**Task details**
Copy the material below word for word, leaving out the pictures.

***

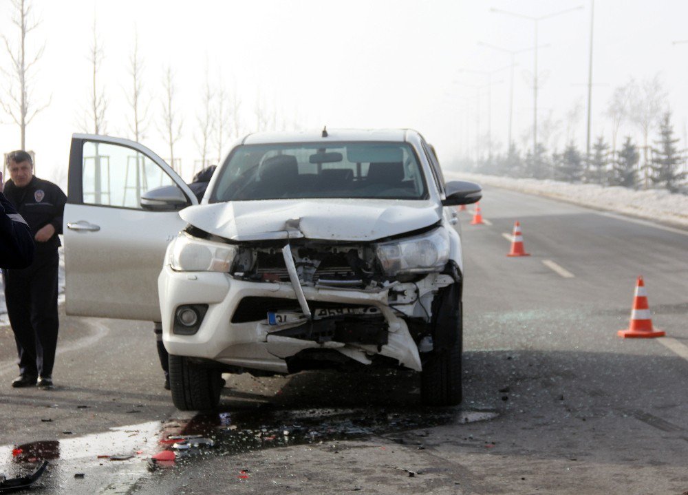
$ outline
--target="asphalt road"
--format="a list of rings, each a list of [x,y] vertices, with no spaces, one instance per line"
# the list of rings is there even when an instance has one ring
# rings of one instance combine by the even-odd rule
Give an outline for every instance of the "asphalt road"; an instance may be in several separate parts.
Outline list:
[[[228,376],[220,413],[182,414],[149,324],[64,317],[52,391],[10,387],[14,344],[0,330],[0,473],[47,457],[36,492],[72,494],[688,490],[688,231],[484,196],[490,224],[460,214],[460,407],[420,408],[410,372],[306,372]],[[515,220],[529,257],[506,256]],[[638,275],[667,337],[616,335]],[[161,439],[191,434],[216,444],[147,469]],[[114,454],[133,457],[98,458]]]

***

**Full output**
$ outline
--target="asphalt road"
--format="a list of rings, each a list of [x,y] vertices, with no spaces, one instance per line"
# the list of rings is there even when an instance has one ring
# rings of one instance combine by the even-odd rule
Give an outline for every instance of the "asphalt road"; an instance may be in several separate parts.
Outline list:
[[[228,376],[220,413],[182,414],[149,324],[64,317],[52,391],[10,387],[14,344],[0,330],[0,473],[47,457],[36,492],[72,494],[688,490],[688,231],[484,196],[490,224],[460,214],[460,407],[420,408],[410,372],[306,372]],[[515,220],[529,257],[506,256]],[[638,275],[667,337],[616,335]],[[161,439],[191,434],[216,444],[147,469]],[[114,454],[133,457],[98,458]]]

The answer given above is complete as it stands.